─── Data records ───

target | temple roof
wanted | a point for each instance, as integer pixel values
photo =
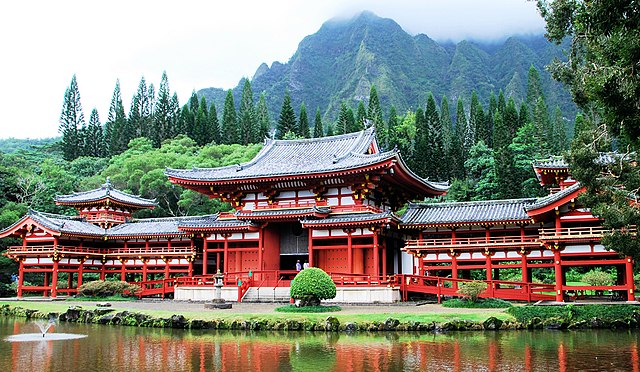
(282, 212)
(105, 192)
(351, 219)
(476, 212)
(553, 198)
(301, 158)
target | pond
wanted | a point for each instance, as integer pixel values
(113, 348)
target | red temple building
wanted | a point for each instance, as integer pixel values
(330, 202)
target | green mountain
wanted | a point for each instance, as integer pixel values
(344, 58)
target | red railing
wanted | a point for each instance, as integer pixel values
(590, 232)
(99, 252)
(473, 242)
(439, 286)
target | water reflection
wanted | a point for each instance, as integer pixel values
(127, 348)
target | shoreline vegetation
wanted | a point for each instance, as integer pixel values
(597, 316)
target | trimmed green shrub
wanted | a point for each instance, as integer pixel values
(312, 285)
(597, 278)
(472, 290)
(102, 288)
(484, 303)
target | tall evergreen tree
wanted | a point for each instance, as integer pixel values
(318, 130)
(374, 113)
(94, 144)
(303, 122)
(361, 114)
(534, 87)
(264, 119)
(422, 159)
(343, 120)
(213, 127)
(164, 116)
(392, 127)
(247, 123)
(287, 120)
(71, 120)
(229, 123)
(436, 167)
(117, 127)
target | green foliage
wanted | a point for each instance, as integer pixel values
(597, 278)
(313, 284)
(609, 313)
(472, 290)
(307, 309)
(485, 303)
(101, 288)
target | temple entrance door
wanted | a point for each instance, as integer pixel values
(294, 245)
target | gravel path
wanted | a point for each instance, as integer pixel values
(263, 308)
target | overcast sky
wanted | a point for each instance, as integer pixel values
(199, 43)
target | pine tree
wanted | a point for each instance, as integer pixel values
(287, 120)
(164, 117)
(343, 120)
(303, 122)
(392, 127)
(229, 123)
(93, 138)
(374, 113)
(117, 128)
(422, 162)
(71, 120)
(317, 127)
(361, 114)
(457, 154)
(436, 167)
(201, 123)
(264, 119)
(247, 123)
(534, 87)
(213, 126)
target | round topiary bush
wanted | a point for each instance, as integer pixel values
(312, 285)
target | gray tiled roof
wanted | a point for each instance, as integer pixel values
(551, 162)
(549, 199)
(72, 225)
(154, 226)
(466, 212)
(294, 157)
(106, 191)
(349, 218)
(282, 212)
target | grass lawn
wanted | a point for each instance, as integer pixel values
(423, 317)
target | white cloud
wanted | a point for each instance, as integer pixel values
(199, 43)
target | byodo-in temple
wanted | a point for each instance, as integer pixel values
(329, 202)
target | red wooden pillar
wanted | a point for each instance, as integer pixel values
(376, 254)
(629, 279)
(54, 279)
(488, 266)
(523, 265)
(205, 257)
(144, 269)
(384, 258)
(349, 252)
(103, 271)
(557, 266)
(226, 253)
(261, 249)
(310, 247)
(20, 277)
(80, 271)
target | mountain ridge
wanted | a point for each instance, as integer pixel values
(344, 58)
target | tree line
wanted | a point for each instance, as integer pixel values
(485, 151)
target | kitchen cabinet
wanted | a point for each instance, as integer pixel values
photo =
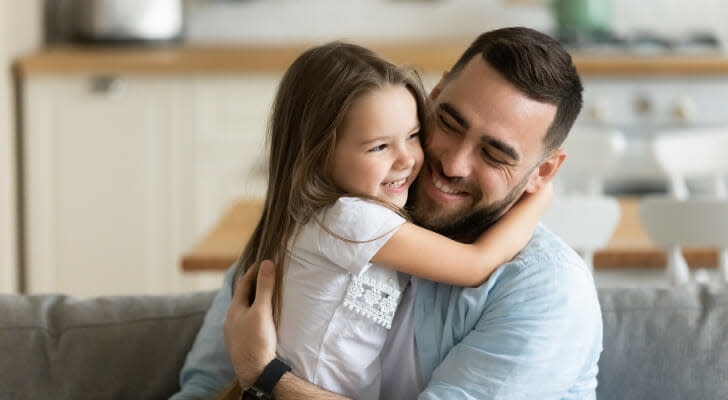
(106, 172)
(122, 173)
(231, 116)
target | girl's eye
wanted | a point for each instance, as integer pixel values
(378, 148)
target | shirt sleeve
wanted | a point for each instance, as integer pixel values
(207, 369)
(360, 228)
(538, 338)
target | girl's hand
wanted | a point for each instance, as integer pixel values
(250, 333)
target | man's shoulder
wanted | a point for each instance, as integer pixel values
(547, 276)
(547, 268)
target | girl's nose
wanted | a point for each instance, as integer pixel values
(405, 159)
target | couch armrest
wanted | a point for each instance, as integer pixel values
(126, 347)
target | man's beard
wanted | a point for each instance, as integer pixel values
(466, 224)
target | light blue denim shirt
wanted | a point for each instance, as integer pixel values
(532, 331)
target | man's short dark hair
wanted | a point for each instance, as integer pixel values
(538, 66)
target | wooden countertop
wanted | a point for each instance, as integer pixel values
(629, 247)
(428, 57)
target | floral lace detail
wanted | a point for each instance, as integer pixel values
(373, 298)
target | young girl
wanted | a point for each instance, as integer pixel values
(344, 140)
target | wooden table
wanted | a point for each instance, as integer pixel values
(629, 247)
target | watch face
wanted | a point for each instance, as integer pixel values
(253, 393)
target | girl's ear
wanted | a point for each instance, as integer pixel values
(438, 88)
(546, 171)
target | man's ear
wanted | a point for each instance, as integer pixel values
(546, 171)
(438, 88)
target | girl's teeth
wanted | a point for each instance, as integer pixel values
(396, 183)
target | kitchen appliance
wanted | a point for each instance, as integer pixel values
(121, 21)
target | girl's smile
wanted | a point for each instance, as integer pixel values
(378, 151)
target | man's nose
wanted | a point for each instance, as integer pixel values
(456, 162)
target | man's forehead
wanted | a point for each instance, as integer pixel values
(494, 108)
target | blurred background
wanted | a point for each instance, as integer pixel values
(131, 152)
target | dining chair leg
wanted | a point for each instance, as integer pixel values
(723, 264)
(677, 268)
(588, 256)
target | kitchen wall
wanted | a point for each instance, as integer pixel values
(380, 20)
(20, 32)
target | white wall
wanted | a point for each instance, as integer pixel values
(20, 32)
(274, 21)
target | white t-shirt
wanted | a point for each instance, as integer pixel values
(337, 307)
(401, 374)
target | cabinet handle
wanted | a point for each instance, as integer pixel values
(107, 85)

───

Work to be completed: When the records above are checked line by line, how many lines contain the word "white"? Please give only that number.

Expected answer: 3